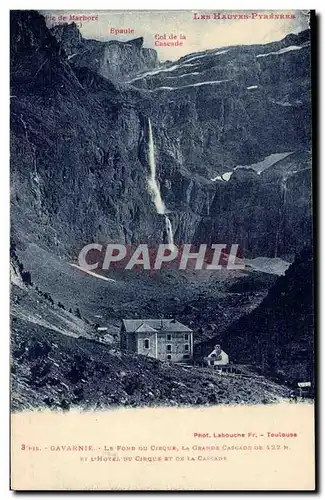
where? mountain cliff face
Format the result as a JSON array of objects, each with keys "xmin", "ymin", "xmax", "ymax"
[
  {"xmin": 50, "ymin": 23, "xmax": 158, "ymax": 82},
  {"xmin": 194, "ymin": 150, "xmax": 312, "ymax": 257},
  {"xmin": 10, "ymin": 11, "xmax": 314, "ymax": 408},
  {"xmin": 221, "ymin": 246, "xmax": 314, "ymax": 387},
  {"xmin": 11, "ymin": 11, "xmax": 312, "ymax": 260},
  {"xmin": 130, "ymin": 30, "xmax": 311, "ymax": 176}
]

- [YOUR INSTRUCTIONS]
This calls for each record above to be set down exactly, with the images skipped.

- [RESULT OF THIS TASK]
where? mountain cliff face
Format the result as a JSON array of objects, each with keys "xmin", "ymin", "xmax", "ymax"
[
  {"xmin": 50, "ymin": 23, "xmax": 158, "ymax": 82},
  {"xmin": 194, "ymin": 150, "xmax": 312, "ymax": 257},
  {"xmin": 10, "ymin": 11, "xmax": 314, "ymax": 408},
  {"xmin": 221, "ymin": 246, "xmax": 314, "ymax": 387},
  {"xmin": 11, "ymin": 11, "xmax": 312, "ymax": 260},
  {"xmin": 130, "ymin": 30, "xmax": 311, "ymax": 176}
]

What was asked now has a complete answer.